**Passage**
What will take them to the next level is a solid running game, and offensive coordinator Jim Chaney is liking what he's seeing out of his running backs during fall camp.

"Are we the greatest running team in football history? No, but I think we're improved," Chaney told Evan Woodbery of the Knoxville (Tenn.) News Sentinel.

They better be.

Tennessee finished 2011 ranked last in the SEC in rushing offense with an average of 90.08 yards per game—34 yards per game behind 11th-place Kentucky.

That's just awful.

Some of those issues in the running game were due to inconsistencies along the offensive line, which returns its core group. If there's any unit that benefits from continuity, it's the offensive line. 

Rajion Neal, Devrin Young and Marlin Lane hope to be a big part of the revitalized rushing attack.

Chaney told Woodbery that if the season started today, his recommendation on the depth chart would be Neal and Young atop the depth chart, with Lane behind them in third.

You can't be one-dimensional in the SEC, even with Rogers and Hunter outside. Whether it's one particular running back or all of them combined, the Vols need to get better in a hurry.

Chaney's offense doesn't have to be the greatest running game in football history, but improvement to the middle of the pack in the SEC will certainly go a long way towards keeping the coaching staff employed and calming the fears of Vol Nation.

The Vols don't get the luxury of waiting around. Three of their first five games before the bye week are vs. N.C. State, Florida and Georgia.

**Provided information**

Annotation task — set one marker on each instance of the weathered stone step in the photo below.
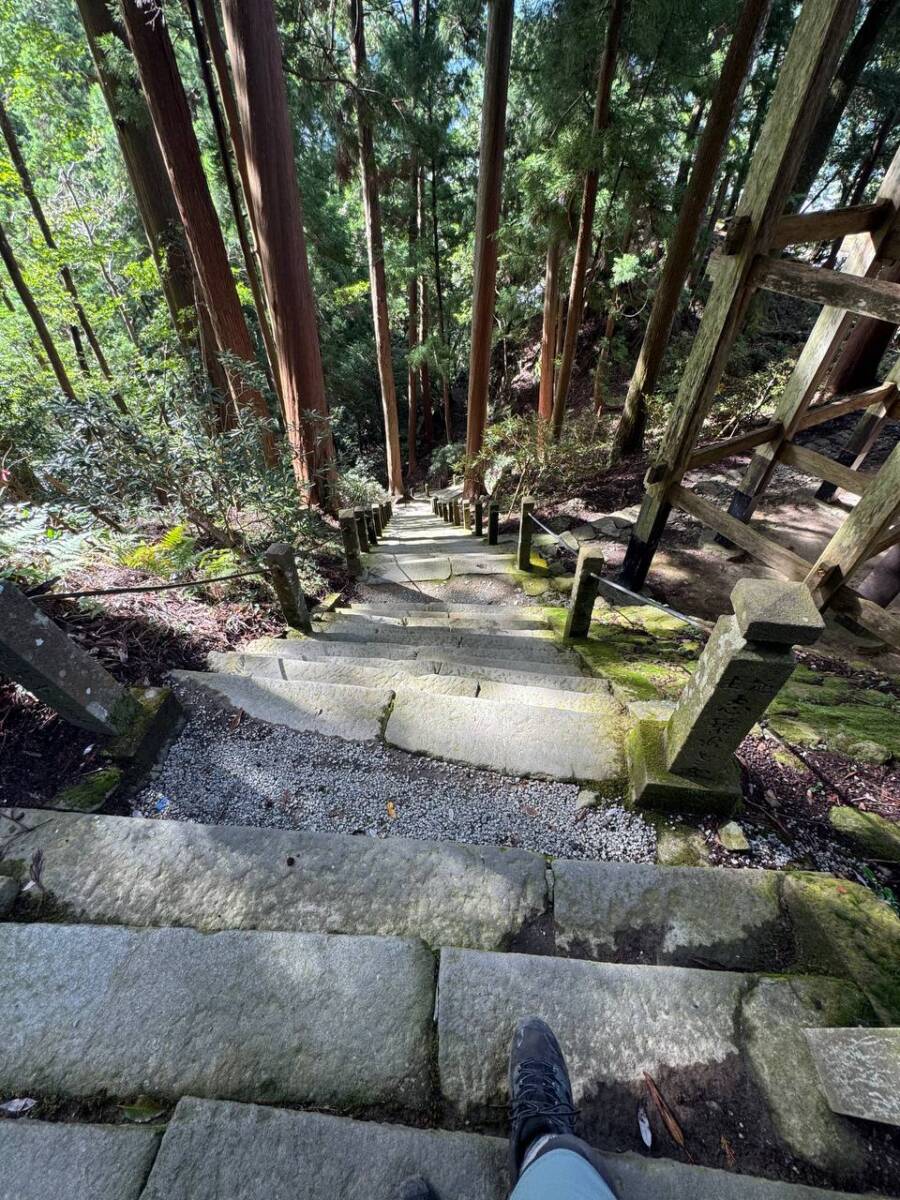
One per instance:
(501, 655)
(515, 741)
(132, 871)
(291, 1018)
(226, 1151)
(729, 1049)
(335, 709)
(342, 669)
(49, 1161)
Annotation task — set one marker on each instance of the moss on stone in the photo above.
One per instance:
(876, 837)
(90, 793)
(844, 929)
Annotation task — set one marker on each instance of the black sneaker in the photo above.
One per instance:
(415, 1188)
(539, 1090)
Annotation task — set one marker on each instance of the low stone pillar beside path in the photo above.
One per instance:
(688, 763)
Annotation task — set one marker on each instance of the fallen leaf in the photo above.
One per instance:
(643, 1125)
(18, 1108)
(669, 1120)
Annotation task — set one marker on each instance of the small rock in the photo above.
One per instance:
(732, 837)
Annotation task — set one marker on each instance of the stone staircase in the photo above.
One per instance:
(235, 976)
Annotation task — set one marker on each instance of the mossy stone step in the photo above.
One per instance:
(221, 1151)
(291, 1018)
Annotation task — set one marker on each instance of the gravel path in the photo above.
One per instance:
(223, 772)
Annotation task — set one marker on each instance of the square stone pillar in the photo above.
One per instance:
(523, 550)
(37, 654)
(688, 762)
(349, 537)
(587, 582)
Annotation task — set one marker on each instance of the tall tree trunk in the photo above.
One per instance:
(205, 37)
(69, 283)
(847, 76)
(36, 316)
(586, 221)
(424, 322)
(413, 311)
(166, 99)
(487, 219)
(255, 49)
(629, 433)
(549, 327)
(447, 401)
(375, 243)
(145, 169)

**Written exercise A**
From the passage on Tennessee's running game, repeat the text starting with "Some of those" and going on through "of Vol Nation.".
**Written exercise B**
Render this sentence from the passage on Tennessee's running game in Spanish: "If there's any unit that benefits from continuity, it's the offensive line."

**Final answer A**
Some of those issues in the running game were due to inconsistencies along the offensive line, which returns its core group. If there's any unit that benefits from continuity, it's the offensive line. 

Rajion Neal, Devrin Young and Marlin Lane hope to be a big part of the revitalized rushing attack.

Chaney told Woodbery that if the season started today, his recommendation on the depth chart would be Neal and Young atop the depth chart, with Lane behind them in third.

You can't be one-dimensional in the SEC, even with Rogers and Hunter outside. Whether it's one particular running back or all of them combined, the Vols need to get better in a hurry.

Chaney's offense doesn't have to be the greatest running game in football history, but improvement to the middle of the pack in the SEC will certainly go a long way towards keeping the coaching staff employed and calming the fears of Vol Nation.

**Final answer B**
Si hay alguna unidad que se beneficia de la continuidad, es la línea ofensiva.